* [WORK INSTRUCTION] Set the data down once more, exactly as it is written.

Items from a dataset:
◆ ◆ ◆ ◆ ◆ ◆ ◆

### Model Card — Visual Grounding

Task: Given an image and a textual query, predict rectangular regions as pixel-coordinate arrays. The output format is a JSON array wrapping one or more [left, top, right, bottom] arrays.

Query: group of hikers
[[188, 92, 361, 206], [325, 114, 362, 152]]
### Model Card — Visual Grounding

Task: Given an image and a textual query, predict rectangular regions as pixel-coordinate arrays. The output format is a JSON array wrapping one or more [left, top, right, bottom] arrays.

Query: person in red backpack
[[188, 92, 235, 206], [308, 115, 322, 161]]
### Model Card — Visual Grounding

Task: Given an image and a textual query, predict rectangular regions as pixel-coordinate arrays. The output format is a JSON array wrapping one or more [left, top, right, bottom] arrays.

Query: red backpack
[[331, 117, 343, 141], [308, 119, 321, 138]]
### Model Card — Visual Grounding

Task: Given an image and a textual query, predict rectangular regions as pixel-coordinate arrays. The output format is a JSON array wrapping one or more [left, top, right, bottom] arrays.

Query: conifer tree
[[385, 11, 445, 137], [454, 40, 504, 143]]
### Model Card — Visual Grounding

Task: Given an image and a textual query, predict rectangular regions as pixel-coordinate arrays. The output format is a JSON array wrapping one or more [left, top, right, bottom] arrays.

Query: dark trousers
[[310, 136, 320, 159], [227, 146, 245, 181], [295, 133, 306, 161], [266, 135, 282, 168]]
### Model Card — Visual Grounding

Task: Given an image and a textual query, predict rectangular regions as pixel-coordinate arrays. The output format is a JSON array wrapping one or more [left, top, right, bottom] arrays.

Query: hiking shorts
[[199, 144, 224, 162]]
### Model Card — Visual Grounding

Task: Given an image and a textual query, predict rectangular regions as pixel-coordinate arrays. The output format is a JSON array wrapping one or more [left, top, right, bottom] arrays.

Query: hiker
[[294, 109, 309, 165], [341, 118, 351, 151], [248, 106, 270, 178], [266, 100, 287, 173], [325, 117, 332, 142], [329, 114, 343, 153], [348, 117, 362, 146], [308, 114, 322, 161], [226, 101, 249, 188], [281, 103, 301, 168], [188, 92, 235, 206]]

◆ ◆ ◆ ◆ ◆ ◆ ◆

* [TASK SOLUTION]
### Model Card — Visual Grounding

Task: Given an image and a textual query, predict rectangular regions as pixel-coordinate arrays. The output format is a JSON array wrapping one or more [left, top, right, bottom] arrays.

Query: group of hikers
[[188, 92, 361, 206], [325, 114, 362, 152]]
### Model Card — Visual Grounding

Task: Given an image and a textual query, predict rectangular regions as pixel-coordinate arrays. The output format is a JSON array wrapping one or more [left, top, right, bottom] arrays.

Query: person in red backpack
[[188, 92, 235, 206], [308, 115, 322, 161]]
### Model Card — Visual Grounding

Task: Given an image and a textual query, predict rectangular regions as pixel-coordinate arrays. The output format is a JSON array wrapping one or more [left, top, right, bottom] arrays.

Query: red backpack
[[331, 117, 343, 141], [308, 119, 321, 138]]
### Model Card — Visual Grounding

Task: Given an image and a textual query, predict rectangular regions as pixel-coordinate arrays. The output format is a JSON array wrapping one or more [left, top, right, bottom] arrays.

Query: conifer tree
[[385, 11, 445, 137], [454, 40, 504, 143]]
### Model Card — Visual Grounding

Task: Given an image and a textual query, predict rectangular regions as pixel-coordinate arrays. The output format is a JSON array wrapping one or more [left, top, right, bottom] arrays.

Query: dark trousers
[[310, 136, 320, 159], [227, 146, 245, 181], [295, 133, 306, 161], [266, 135, 282, 168]]
### Model Card — Visual Grounding

Task: Given an image and a textual query, predict rectangular regions as pixel-coordinate arrays. The output format is a JSON array wrapping one or more [left, top, right, bottom] arrays.

Query: hiking shorts
[[199, 144, 224, 162]]
### Model Card — Visual Grounding

Task: Given an image and a textual query, predict rectangular regions as pixel-coordinate arrays. The output format is a JSON array wrapping one or more [left, top, right, bottom] arrays.

Query: hiker
[[294, 109, 309, 165], [341, 118, 351, 151], [248, 106, 270, 178], [266, 100, 287, 173], [325, 117, 332, 142], [329, 114, 343, 153], [348, 117, 362, 146], [308, 114, 322, 161], [226, 101, 249, 188], [281, 103, 301, 168], [188, 92, 235, 206]]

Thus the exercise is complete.